+++ DATA FOR ANALYSIS +++

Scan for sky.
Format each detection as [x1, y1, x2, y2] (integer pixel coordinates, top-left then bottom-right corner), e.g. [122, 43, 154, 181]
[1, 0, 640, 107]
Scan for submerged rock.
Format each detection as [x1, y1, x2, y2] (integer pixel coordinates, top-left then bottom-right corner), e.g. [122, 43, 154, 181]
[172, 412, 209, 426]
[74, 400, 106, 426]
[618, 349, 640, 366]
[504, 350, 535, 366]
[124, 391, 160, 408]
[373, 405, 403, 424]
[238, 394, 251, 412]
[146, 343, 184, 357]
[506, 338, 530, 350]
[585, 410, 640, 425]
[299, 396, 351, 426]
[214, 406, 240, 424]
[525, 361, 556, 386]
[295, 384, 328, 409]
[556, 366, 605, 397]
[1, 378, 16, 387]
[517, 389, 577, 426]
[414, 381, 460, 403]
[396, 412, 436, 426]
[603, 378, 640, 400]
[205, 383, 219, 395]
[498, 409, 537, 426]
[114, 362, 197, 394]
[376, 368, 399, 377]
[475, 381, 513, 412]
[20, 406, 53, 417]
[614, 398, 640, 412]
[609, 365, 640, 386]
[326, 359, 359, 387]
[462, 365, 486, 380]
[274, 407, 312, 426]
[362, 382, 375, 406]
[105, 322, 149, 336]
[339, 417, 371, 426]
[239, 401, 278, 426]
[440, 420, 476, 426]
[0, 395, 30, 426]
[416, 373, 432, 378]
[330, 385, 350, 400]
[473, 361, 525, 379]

+++

• [PROBLEM DETAILS] Each line of the entries above that contains "Scan" must be copied into the answer.

• [TASK ANSWER]
Scan for sky.
Scan for submerged rock.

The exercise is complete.